> _TESTO RIPORTATO_:

Non manca chi nota in questa verticale diminuzione della capacità di affrontare il dolore un segno antropologico inquietante. Una volta la gente si accontentava del ventaglio e, con qualsiasi temperatura, usciva per strada vestita di tutto punto; oggi, pur girando discinta e vivendo in mezzo all’aria condizionata, ‘muore di caldo’ appena la colonnina sfiora i trenta gradi.  Nel constatare un generale indebolimento della nostra capacità di reggere i disagi (fatta eccezione per quelli autoimposti per fini ‘agonistici’) c’è del vero. L’aver ridotto il numero degli agenti perturbanti ci ha reso sempre meno in grado di fronteggiare i fastidi; di conseguenza, siamo diventati sempre più ipersensibili anche davanti a sofferenze minime. Perciò non ci si vergogna più di lamentarsi per qualunque cosa. Ogni più piccolo disagio è giudicato insopportabile. In questo circolo vizioso il gatto si morde la coda.

È indubbio che la tecnica può essere, in proprio, fonte di dolore fisico; tuttavia è ancor più certo che solo essa può ridurlo. La massima produttrice di sofferenza al mondo resta la natura. Non a caso la techne è sorta soprattutto per difenderci dal tirannico potere della ‘grande matrigna’. Una parte (non irrilevante) delle poderose conseguenze negative – che ormai sfiorano da vicino la catastrofe – prodotte dalla tecnica è dovuta anche all’enormità della sfida da essa assunta di misurarsi con il lato dannoso della natura.

Nella nostra civiltà si è tentato di fornire anche una risposta spirituale al dolore fisico. Si è detto, per esempio, che esso può essere salvifico, può presentarsi come espiazione, come oblazione, come un cammino verso Dio, o, laicamente, come una maniera per temprare il proprio carattere. Perciò si è ritenuto significativo anche autoaffliggersi sofferenze. Si tratta di tendenze sempre più desuete e – per inciso – non è detto che l’attrazione, spesso ambigua, esercitata su molti dal buddhismo non sia dovuta pure alla sua estraneità a queste prospettive. In ogni caso è un dato obiettivo affermare che si tratta pur sempre di considerazioni parziali e largamente soggettive. Esse sono comunque legate all’intenzionalità di qualcuno e negate a tutti coloro su cui il dolore incombe come una necessità fatale che distrugge corpo e mente. Anche per questo la sofferenza dei bambini ci appare come la più ingiustificabile.

> _COMPITI DA SVOLGERE_:
A. Secondo il testo sul dolore, qual è la massima produttrice di sofferenza al mondo?
B. Riporta per favore, dal testo sul dolore, il passo che comincia con "È indubbio che" e prosegue fino a "dannoso della natura." compreso.
C. Riassumi il testo sul dolore in tre frasi.

> _DATI FORNITI_:
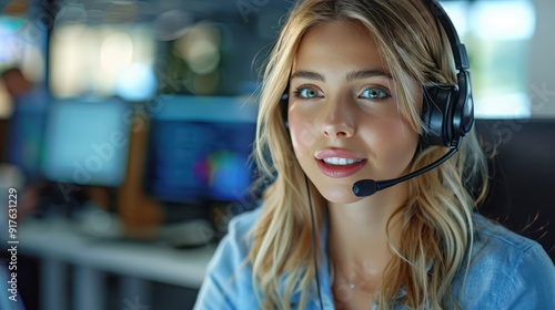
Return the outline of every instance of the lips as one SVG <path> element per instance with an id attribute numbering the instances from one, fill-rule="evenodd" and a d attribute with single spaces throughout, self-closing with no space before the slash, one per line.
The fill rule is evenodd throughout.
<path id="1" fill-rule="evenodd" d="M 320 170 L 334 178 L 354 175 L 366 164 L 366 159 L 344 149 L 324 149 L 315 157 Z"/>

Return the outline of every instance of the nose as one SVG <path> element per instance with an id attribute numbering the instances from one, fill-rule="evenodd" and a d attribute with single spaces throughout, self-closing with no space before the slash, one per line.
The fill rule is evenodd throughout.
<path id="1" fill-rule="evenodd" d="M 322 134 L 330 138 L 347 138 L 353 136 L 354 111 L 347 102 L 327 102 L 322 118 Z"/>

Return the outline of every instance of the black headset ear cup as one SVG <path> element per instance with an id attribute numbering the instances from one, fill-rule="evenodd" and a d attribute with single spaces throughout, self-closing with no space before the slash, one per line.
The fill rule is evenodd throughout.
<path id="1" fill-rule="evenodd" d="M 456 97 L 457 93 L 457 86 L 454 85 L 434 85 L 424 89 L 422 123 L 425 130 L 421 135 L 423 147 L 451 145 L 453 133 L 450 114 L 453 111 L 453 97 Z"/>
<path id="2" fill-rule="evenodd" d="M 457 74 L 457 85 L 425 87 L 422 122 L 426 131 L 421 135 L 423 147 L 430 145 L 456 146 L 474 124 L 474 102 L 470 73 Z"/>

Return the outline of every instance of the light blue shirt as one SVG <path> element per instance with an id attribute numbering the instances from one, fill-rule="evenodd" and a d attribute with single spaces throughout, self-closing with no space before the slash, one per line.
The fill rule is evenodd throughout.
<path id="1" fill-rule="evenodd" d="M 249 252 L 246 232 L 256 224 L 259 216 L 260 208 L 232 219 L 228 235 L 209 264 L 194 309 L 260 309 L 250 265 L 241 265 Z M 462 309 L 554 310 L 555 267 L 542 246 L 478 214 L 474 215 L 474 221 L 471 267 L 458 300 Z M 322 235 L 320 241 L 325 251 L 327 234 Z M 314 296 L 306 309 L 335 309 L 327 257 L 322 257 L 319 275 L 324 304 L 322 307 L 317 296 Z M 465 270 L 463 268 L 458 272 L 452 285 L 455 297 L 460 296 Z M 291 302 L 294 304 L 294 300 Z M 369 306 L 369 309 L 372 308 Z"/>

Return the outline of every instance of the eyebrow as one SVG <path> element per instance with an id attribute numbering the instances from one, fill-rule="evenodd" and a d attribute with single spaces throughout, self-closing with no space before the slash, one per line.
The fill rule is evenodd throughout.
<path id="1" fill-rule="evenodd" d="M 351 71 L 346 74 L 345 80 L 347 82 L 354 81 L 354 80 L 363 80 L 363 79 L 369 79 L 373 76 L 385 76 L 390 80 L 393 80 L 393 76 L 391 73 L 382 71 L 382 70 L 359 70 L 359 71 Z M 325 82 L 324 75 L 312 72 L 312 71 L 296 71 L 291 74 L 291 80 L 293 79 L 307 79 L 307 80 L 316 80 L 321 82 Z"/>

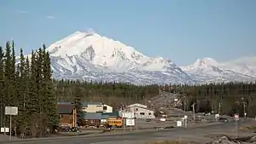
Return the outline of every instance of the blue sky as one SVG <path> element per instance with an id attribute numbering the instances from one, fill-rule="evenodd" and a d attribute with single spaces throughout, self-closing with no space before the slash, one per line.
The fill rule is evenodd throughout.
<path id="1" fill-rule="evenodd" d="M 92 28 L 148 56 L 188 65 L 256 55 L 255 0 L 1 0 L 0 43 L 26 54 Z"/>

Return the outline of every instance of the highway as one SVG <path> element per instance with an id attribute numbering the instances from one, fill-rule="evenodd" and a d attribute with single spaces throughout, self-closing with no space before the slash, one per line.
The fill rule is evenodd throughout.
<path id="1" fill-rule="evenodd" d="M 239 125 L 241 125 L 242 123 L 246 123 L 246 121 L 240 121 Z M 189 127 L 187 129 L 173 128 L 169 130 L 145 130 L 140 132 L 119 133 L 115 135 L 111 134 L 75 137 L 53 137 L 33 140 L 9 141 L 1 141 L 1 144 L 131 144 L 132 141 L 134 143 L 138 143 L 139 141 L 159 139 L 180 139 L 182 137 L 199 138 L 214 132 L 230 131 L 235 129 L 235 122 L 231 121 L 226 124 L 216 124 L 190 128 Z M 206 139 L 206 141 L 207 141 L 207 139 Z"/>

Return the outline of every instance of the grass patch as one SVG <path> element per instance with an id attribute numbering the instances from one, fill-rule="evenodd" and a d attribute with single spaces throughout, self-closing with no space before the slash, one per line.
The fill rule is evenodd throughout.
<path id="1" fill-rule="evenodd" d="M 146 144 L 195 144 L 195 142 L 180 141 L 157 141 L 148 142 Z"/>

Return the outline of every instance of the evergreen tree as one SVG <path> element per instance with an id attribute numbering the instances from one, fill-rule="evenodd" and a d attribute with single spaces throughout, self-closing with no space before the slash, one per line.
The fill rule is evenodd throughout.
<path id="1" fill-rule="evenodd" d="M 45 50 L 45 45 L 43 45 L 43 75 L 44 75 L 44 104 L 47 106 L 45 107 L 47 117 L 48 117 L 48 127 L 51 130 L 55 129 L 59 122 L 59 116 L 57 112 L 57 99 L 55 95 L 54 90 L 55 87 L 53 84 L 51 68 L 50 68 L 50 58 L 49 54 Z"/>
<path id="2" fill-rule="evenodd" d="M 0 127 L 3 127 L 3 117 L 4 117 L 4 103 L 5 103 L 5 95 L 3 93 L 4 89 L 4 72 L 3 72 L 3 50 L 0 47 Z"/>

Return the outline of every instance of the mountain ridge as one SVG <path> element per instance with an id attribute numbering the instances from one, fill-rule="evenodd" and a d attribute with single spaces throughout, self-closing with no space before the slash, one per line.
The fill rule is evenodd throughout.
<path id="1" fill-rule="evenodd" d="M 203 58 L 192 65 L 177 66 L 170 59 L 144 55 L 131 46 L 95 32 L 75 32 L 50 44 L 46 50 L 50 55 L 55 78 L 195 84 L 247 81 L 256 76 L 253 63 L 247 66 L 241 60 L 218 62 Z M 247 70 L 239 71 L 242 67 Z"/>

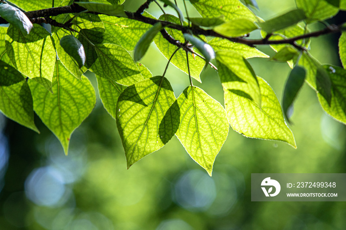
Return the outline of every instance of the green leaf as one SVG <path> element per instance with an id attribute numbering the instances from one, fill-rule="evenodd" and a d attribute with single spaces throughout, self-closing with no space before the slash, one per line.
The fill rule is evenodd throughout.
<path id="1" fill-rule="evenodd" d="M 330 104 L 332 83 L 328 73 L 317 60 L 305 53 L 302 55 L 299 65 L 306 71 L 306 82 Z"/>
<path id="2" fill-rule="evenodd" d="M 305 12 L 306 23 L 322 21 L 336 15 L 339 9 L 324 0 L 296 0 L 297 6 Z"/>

> _SOLUZIONI DEI COMPITI_:
A. La natura.

B.
È indubbio che la tecnica può essere, in proprio, fonte di dolore fisico; tuttavia è ancor più certo che solo essa può ridurlo. La massima produttrice di sofferenza al mondo resta la natura. Non a caso la techne è sorta soprattutto per difenderci dal tirannico potere della ‘grande matrigna’. Una parte (non irrilevante) delle poderose conseguenze negative – che ormai sfiorano da vicino la catastrofe – prodotte dalla tecnica è dovuta anche all’enormità della sfida da essa assunta di misurarsi con il lato dannoso della natura.

C. La nostra capacità di reggere i disagi si è indebolita, tanto che anche le sofferenze minime sono giudicate insopportabili. La tecnica può essere fonte di dolore fisico, ma solo essa può ridurlo, perché è nata soprattutto per difenderci dalla natura, la massima produttrice di sofferenza. Le risposte spirituali al dolore, come l'espiazione o il temprare il carattere, sono sempre più desuete e restano considerazioni parziali e soggettive, negate a chi subisce il dolore come una necessità fatale, e anche per questo la sofferenza dei bambini appare la più ingiustificabile.